***** SUPPLIED PASSAGE *****
Multiplicity / Forms of Silence and Emptiness

Choreography by Nacho Duato, music by Johann Sebastian Bach
The Mikhailovsky Ballet St Petersburg
London Coliseum

Nacho Duato's Multiplicity / Forms of Silence and Emptiness Credit: Courtesy of The Mikhailovsky Ballet St Petersburg
Nacho Duato's Multiplicity / Forms of Silence and Emptiness Credit: Courtesy of The Mikhailovsky Ballet St Petersburg
Leonid Sarafanov in Multiplicity / Forms of Silence and Emptiness Credit: Courtesy of The Mikhailovsky Ballet St Petersburg

If the Mikhailovsky Ballet’s previous three classical productions (Giselle, Don Quixote, and Laurencia) at the Coliseum were about the dance, Nacho Duato’s double bill, Multiplicity / Forms of Silence and Emptiness, celebrating Johann Sebastian Bach, is all about the music.

Commissioned in 1997 by the Deutsches Nationaltheater in Weimar to create a ballet relating to that city, “a single name resounded in [Duato’s] head: Bach”. Quite an undertaking—the two-act ballet opened in Weimar in April 1999 and at the Mikhailovsky Theatre in March 2012.

Of course, Duato is not the first to use Bach’s music for dance. Bach’s complex and dense contrapuntal textures and forms, his mathematical clarity and beauty, have often tempted choreographers to create dance in synaesthetic empathy.
***** GIVEN ENTRIES *****
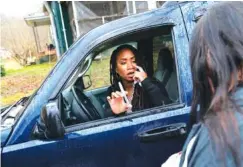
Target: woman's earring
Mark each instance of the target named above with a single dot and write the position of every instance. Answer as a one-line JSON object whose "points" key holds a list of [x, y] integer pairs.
{"points": [[117, 75]]}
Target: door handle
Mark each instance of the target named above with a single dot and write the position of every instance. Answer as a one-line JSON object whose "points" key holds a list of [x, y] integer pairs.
{"points": [[164, 132]]}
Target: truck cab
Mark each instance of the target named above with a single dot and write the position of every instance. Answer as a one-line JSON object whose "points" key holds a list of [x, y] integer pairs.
{"points": [[64, 122]]}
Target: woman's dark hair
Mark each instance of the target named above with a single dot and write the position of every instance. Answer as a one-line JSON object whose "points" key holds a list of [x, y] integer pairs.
{"points": [[137, 101], [216, 56]]}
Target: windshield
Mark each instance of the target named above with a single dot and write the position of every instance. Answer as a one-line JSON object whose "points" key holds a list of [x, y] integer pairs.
{"points": [[9, 114]]}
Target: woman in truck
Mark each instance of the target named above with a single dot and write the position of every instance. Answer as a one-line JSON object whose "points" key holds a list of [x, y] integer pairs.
{"points": [[140, 90], [216, 55]]}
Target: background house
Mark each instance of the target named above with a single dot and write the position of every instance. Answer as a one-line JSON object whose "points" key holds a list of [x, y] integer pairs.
{"points": [[71, 19]]}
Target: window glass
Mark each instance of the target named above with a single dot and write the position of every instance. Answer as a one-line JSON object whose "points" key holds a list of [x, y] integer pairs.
{"points": [[99, 70], [86, 96]]}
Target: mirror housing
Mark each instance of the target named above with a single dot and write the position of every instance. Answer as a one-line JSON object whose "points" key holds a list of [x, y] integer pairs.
{"points": [[87, 81], [50, 125]]}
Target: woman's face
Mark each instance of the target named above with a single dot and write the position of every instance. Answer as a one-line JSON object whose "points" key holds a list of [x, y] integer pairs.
{"points": [[126, 65]]}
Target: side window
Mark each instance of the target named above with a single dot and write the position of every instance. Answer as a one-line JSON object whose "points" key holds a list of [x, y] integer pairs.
{"points": [[85, 95], [164, 65]]}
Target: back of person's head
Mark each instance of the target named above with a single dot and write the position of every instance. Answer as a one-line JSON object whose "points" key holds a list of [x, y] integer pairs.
{"points": [[216, 52]]}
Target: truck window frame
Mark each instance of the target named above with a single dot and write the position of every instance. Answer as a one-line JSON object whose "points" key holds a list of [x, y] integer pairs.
{"points": [[141, 113]]}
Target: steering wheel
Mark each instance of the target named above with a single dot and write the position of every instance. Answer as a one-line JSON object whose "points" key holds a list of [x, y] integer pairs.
{"points": [[85, 103]]}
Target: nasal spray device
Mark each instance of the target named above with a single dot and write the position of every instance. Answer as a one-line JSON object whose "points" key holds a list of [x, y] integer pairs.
{"points": [[123, 91], [125, 96], [140, 70]]}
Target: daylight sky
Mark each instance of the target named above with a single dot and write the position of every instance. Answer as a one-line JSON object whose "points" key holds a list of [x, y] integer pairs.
{"points": [[20, 8]]}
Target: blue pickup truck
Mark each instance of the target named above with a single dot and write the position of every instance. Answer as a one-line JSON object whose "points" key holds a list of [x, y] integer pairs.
{"points": [[64, 122]]}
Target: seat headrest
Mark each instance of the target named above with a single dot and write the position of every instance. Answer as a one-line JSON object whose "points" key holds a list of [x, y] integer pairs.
{"points": [[165, 60]]}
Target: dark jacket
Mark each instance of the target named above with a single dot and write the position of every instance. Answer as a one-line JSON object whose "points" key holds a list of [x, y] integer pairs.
{"points": [[152, 91], [203, 153]]}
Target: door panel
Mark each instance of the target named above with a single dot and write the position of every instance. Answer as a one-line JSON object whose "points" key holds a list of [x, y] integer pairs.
{"points": [[114, 144]]}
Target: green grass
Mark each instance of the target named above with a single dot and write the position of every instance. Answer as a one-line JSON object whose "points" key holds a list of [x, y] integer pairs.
{"points": [[22, 82], [31, 70]]}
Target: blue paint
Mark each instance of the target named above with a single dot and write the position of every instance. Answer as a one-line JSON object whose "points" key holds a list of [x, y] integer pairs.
{"points": [[114, 142]]}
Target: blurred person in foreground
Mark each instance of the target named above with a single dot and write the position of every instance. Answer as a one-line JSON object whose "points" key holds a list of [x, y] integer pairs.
{"points": [[216, 56]]}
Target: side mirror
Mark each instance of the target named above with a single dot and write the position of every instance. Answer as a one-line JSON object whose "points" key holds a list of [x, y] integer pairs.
{"points": [[50, 125], [87, 81]]}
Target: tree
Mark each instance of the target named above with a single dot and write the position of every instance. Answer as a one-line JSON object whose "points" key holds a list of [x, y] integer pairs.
{"points": [[18, 38]]}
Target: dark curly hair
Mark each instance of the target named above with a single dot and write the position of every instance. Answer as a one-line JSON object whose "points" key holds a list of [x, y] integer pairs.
{"points": [[138, 98]]}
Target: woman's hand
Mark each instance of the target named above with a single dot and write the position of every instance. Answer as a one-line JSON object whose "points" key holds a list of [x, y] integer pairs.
{"points": [[139, 75], [117, 103]]}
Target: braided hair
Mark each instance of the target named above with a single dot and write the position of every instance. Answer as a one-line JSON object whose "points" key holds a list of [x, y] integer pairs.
{"points": [[138, 97]]}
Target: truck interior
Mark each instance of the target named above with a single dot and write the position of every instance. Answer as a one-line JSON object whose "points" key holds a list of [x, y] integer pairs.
{"points": [[84, 95]]}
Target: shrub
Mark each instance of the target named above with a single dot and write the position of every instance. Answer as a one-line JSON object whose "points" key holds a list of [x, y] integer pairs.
{"points": [[3, 72]]}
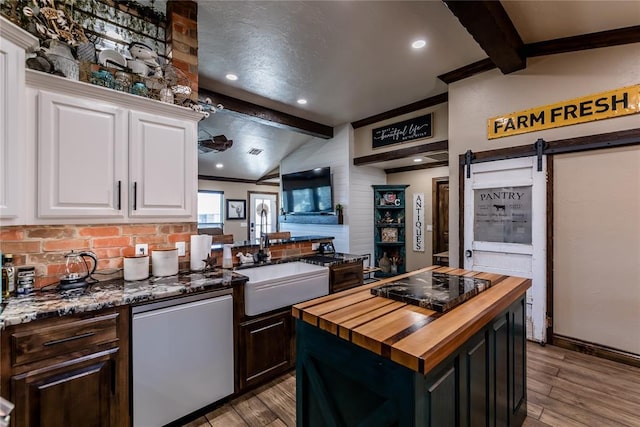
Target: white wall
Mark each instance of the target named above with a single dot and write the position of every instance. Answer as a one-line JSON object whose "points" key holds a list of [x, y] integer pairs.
{"points": [[363, 177], [236, 190], [546, 80], [334, 153]]}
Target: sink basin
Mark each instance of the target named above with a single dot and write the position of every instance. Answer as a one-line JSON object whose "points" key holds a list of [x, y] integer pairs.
{"points": [[275, 286]]}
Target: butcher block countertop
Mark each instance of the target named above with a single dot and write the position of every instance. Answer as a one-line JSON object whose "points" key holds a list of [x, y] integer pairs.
{"points": [[412, 336]]}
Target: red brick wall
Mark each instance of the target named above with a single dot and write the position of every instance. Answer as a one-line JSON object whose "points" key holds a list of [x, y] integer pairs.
{"points": [[182, 39], [45, 246]]}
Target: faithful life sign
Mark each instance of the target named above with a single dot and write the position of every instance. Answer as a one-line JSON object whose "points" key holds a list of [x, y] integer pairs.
{"points": [[605, 105]]}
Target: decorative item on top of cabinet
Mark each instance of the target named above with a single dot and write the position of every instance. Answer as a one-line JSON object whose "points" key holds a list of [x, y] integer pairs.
{"points": [[389, 202]]}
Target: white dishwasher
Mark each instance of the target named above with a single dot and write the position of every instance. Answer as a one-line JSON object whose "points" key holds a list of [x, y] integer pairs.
{"points": [[182, 351]]}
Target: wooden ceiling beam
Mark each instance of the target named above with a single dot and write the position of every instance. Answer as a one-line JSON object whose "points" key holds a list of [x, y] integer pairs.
{"points": [[416, 167], [585, 41], [490, 25], [467, 71], [267, 116], [401, 153]]}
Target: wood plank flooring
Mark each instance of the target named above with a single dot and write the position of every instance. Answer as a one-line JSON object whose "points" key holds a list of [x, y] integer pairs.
{"points": [[565, 389]]}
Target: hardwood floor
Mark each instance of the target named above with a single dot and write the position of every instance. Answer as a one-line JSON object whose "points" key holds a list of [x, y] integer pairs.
{"points": [[565, 389]]}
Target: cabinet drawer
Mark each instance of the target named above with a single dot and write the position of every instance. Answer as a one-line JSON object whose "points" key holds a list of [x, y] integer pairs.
{"points": [[32, 345]]}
*****
EXERCISE REQUIREMENTS:
Could you write what comes next in the review of Nacho Duato's Bach double bill, starting after its final sentence? You won't need the entries for this.

RESPONSE FOR THIS EXERCISE:
Bookended by The Goldberg Variations Aria da capo, the music for Multiplicity, allegro and adagio is mostly from Bach’s concertos, cantatas, orchestral suites, minuets and polonaises, whilst for Forms of Silence and Emptiness it is taken from Bach’s organ and fugue compositions to evoke “images of doubt, sacrifice and grief”.

Duato professes no narrative, yet Bach’s personal life intrudes, his inspiration, the nature of genius and creation are made apparent throughout the dance pieces in allusions, metaphors, clichés, and an attempt at a representational transformation of notes into movement.

Opening chorus from Zerreißet, zersprenget, zertrümmert die Gruft (Destroy, burst, shatter the tomb), aria from Weichet nur, betrübte Schatten (Dissipate you troublesome shadows), both secular cantatas; choral prelude to Machs mit mir, Gott, nach deiner Güt (Deal with me, God, according to your kindness); and Seufzer, Tränen, Kummer, Not, (Sighs, tears, grief, distress) aria from Ich hatte viel bekümmernis (I have much affliction) shape the choreography and narrative.

Bach’s Muse becomes a young girl, her body his laboratory for the Prelude to his Cello Suite No 1 in G major. Marat Shemiunov in period costume (the tall Semiunov changes Don Quixote’s costume for Bach’s) plays on a tiny slip of a girl (the versatile Sabina Yapporova) in black vest and shorts, manipulating her this way and that.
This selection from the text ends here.